Request ▸
Write out the lines from the line containing "overhang and give integer pixel coordinates." through the final line of the listing below, exactly, omitting every other line.
= = = =
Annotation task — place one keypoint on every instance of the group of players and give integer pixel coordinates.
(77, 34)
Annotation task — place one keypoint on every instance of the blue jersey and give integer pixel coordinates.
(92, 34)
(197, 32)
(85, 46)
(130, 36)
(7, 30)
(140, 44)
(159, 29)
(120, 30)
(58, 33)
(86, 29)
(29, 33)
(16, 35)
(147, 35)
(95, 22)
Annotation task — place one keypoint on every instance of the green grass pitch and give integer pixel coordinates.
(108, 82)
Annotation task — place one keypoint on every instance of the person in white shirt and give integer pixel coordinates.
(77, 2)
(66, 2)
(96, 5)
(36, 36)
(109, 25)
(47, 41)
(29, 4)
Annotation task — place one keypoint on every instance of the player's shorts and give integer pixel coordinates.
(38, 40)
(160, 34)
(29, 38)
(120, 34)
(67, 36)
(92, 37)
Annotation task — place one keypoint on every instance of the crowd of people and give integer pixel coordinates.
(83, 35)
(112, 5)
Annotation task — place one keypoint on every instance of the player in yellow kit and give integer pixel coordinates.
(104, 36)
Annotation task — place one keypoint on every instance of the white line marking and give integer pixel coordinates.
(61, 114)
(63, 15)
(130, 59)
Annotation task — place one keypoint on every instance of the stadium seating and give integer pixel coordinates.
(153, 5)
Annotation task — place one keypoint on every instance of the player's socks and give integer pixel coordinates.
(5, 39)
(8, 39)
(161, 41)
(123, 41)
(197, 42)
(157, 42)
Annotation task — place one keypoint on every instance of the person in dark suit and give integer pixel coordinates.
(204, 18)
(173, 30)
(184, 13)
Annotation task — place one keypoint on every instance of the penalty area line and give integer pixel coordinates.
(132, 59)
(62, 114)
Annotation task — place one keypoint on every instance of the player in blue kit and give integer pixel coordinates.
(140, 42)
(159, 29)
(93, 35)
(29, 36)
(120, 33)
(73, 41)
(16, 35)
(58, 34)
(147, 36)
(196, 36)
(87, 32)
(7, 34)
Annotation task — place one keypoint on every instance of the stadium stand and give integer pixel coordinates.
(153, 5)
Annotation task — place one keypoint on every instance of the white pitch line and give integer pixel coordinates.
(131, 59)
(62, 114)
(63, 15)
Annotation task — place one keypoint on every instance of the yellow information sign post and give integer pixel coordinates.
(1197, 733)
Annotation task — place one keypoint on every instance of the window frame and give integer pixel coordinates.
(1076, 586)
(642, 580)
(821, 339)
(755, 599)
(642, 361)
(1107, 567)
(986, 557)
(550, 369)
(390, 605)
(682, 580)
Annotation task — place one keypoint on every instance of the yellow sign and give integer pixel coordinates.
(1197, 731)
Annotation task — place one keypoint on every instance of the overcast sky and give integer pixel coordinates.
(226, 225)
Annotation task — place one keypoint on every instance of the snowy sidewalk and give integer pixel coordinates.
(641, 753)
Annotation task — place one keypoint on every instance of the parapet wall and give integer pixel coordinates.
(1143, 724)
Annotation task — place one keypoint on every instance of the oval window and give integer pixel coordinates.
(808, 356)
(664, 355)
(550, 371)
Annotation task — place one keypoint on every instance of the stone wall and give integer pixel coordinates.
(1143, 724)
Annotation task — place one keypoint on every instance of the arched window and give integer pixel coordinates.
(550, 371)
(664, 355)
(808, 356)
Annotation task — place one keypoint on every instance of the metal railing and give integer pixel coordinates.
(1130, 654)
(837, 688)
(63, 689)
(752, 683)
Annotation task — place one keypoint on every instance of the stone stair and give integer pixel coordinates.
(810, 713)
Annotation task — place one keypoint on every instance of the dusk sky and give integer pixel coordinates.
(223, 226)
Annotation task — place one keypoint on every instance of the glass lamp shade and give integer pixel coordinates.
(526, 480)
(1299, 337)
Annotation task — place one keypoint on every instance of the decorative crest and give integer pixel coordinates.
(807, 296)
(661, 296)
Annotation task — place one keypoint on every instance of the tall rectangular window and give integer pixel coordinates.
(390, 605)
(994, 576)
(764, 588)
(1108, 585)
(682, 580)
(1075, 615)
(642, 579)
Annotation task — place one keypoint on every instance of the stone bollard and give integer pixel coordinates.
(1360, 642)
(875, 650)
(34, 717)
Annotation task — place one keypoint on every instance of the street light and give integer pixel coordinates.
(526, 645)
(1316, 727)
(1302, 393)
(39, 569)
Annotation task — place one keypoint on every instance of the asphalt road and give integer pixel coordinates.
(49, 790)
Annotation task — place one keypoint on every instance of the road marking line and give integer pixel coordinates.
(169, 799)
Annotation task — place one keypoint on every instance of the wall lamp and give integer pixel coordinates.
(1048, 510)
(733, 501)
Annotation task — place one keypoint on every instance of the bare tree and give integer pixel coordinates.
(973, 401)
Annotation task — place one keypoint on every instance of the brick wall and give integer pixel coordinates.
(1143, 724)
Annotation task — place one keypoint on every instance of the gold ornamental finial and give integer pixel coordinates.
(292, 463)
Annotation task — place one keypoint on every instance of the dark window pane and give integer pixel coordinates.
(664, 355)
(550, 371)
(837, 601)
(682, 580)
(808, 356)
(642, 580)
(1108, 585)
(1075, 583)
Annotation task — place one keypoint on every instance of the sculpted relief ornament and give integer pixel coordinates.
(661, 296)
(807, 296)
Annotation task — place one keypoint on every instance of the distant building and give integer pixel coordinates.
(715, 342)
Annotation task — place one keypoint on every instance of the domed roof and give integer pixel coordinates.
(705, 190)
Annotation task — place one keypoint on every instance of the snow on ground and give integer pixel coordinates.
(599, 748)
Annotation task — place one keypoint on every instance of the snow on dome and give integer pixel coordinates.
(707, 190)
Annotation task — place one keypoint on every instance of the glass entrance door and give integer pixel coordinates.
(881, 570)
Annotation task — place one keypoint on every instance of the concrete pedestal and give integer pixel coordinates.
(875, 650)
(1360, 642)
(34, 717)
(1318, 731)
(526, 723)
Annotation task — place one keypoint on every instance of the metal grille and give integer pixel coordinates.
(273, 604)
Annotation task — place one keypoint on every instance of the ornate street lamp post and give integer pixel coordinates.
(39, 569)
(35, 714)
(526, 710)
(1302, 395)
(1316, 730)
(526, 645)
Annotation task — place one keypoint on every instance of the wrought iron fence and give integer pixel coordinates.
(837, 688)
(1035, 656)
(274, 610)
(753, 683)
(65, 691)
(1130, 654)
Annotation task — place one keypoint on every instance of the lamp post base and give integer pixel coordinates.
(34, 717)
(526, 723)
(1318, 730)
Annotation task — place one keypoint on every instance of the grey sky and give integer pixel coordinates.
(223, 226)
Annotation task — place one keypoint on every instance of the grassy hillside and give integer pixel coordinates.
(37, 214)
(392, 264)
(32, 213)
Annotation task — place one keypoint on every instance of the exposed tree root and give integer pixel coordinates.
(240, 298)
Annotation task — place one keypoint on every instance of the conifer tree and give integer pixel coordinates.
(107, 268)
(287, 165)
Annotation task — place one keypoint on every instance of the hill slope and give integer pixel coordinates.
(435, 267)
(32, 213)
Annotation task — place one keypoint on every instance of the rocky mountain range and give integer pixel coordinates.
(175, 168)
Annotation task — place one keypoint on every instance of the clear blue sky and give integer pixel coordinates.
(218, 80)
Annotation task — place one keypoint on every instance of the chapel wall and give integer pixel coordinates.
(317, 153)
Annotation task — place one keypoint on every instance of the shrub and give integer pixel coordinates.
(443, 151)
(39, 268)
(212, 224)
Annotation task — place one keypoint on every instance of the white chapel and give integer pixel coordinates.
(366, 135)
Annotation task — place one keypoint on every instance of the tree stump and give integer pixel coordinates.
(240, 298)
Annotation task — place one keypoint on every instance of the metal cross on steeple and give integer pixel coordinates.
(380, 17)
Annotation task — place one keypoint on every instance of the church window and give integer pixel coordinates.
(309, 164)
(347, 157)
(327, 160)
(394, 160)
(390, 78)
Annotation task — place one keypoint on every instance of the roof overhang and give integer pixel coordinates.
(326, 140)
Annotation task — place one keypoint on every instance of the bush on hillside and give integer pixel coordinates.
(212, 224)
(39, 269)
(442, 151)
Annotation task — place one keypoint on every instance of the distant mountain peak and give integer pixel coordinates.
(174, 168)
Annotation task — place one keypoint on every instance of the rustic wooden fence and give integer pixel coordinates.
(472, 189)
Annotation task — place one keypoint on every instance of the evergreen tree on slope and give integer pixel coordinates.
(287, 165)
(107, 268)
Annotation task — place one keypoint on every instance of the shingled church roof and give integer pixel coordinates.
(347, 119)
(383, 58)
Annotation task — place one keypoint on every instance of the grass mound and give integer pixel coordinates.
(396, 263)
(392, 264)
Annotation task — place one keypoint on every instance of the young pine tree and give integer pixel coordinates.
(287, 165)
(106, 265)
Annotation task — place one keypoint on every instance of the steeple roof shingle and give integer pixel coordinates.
= = = =
Solved problem ▸
Annotation task — place one keypoint on every instance of the roof overhang and give integer pixel coordinates.
(326, 140)
Annotation task — place one keypoint on every instance of the bush on hillside and give integer pixel coordinates.
(212, 224)
(39, 269)
(442, 151)
Annotation task — place one keypoint on every instance of the distant mountain peak and give integer pixel coordinates.
(174, 168)
Annotation task — place one keypoint on every instance of the rustic wooden fence and give integer pixel coordinates.
(472, 189)
Annotation task — place one keypoint on every instance of the evergreen tree on slope and give integer pixel coordinates.
(287, 165)
(107, 268)
Annotation task — place one keypoint on every instance of the shingled church roof and give integer pixel coordinates.
(347, 119)
(383, 58)
Annotation task — place one keypoint on every instance of the grass mound and give integer pixel coordinates.
(396, 263)
(392, 264)
Annotation task — place one keypoint on every instance of the young pine tree and give integer pixel coordinates.
(287, 165)
(106, 265)
Annotation task — place one keypoint on every instance of the steeple roof shingle and give integer pixel coordinates.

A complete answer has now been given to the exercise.